How to Audit Your Enterprise AI Systems

Why AI Auditing Is No Longer Optional

The EU AI Act, effective for high-risk AI systems from August 2026, mandates conformity assessments before deployment and ongoing monitoring documentation afterward. The Federal Reserve's SR 11-7 guidance on model risk management applies explicitly to AI models in financial services. EEOC guidance requires employers using AI in hiring decisions to conduct adverse impact analysis. Across sectors, the regulatory direction is the same: document what your AI systems are doing and prove they are doing it safely, fairly, and as intended.

Beyond regulation, the operational case for AI auditing is compelling. Enterprises that conduct regular AI audits detect model drift 4.7 times faster than those relying on incident reports. They identify fairness problems before they escalate into regulatory action. And they build the institutional knowledge of their AI portfolio that is required to govern it effectively.

The challenge is that most enterprises have not built audit capability. They have built model development capability and model deployment capability. The audit function — independent evaluation against defined standards — has been assumed rather than designed. This guide addresses that gap.

Regulatory Requirement

Under the EU AI Act, providers of high-risk AI systems must maintain technical documentation sufficient for competent authorities to assess the system's conformity with the Act. This documentation must be kept for 10 years after the system is placed on the market. Retroactive documentation is not accepted. The audit trail must exist from deployment.

Defining Audit Scope

The first decision in any AI audit program is what gets audited. Not all AI systems warrant the same audit intensity. A risk-based approach focuses audit resources where the exposure is highest.

Audit scope determination flows from your AI system inventory and risk classification. Systems classified as high-risk require comprehensive audits on a defined schedule. Medium-risk systems require periodic sampling audits. Low-risk systems require only automated monitoring with periodic review.

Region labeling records
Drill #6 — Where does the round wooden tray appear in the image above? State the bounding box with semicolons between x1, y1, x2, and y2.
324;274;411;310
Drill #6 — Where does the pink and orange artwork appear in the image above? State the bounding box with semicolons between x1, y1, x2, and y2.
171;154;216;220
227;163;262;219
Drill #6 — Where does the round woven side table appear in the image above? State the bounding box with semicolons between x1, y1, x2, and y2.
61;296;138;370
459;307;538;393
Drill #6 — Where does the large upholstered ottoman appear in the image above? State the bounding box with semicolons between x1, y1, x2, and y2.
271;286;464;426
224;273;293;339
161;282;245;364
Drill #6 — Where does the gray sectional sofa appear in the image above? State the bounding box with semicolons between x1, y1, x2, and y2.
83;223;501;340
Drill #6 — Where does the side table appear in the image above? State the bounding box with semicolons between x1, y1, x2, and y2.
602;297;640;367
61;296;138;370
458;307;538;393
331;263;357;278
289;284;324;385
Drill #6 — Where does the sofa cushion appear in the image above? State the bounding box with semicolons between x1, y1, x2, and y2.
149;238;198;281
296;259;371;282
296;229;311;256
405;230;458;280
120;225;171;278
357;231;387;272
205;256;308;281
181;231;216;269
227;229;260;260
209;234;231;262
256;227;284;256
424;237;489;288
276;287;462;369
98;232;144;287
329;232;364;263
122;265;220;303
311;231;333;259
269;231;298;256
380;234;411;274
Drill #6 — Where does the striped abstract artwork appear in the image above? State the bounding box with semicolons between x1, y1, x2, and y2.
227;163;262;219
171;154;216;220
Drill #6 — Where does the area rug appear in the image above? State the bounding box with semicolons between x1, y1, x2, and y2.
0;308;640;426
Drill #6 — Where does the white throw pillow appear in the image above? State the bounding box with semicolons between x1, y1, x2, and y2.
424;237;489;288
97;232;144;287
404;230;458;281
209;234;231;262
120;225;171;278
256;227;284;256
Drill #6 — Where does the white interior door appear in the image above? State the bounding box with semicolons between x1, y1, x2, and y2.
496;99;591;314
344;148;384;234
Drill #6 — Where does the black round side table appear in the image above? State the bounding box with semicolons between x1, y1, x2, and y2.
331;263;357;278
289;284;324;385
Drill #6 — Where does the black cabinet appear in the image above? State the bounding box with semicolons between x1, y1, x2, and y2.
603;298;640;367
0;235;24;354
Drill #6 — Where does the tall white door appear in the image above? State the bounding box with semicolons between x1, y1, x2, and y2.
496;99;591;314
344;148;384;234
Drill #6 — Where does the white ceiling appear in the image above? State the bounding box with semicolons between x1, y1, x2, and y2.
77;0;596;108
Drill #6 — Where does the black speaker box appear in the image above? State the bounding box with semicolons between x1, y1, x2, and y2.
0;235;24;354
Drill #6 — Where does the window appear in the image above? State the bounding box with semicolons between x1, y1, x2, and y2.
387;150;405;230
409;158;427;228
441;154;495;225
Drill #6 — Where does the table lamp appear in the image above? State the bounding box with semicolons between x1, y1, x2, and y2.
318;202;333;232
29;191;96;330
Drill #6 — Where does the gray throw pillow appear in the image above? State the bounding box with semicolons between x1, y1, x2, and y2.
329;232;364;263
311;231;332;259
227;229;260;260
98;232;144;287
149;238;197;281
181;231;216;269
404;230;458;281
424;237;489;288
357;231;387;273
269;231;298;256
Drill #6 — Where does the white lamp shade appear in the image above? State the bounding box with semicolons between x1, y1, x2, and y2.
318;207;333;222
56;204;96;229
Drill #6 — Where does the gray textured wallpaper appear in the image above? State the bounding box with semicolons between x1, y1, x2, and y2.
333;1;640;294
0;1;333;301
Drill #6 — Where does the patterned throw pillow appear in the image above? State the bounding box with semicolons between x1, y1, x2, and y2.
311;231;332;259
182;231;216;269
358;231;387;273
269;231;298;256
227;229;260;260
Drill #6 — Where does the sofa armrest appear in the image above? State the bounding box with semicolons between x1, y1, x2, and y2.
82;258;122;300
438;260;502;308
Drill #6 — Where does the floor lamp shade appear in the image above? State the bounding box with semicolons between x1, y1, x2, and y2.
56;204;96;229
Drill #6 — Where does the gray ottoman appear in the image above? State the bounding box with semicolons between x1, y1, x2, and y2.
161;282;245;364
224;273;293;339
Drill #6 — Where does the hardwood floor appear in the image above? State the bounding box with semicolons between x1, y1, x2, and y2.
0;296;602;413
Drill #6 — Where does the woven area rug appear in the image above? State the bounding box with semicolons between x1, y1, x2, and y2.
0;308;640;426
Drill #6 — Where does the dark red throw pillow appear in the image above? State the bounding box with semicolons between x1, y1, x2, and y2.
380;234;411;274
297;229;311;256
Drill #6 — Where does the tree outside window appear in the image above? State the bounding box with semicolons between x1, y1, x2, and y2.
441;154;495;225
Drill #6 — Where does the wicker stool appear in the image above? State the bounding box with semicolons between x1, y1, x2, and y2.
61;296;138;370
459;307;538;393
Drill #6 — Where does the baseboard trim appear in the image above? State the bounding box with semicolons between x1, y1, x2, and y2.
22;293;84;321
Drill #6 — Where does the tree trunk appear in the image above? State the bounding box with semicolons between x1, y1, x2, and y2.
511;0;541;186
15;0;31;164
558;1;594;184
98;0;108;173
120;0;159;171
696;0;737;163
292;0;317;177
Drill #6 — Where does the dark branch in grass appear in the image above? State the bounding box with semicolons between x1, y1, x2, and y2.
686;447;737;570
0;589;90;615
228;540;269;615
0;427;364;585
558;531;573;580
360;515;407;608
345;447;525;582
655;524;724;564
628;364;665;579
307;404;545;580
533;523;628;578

What is required –
Reproduce, word for word, the section of the AI auditing guide above that begins with the words "The first decision" and ends with "with periodic review.".

Solution for this task –
The first decision in any AI audit program is what gets audited. Not all AI systems warrant the same audit intensity. A risk-based approach focuses audit resources where the exposure is highest.

Audit scope determination flows from your AI system inventory and risk classification. Systems classified as high-risk require comprehensive audits on a defined schedule. Medium-risk systems require periodic sampling audits. Low-risk systems require only automated monitoring with periodic review.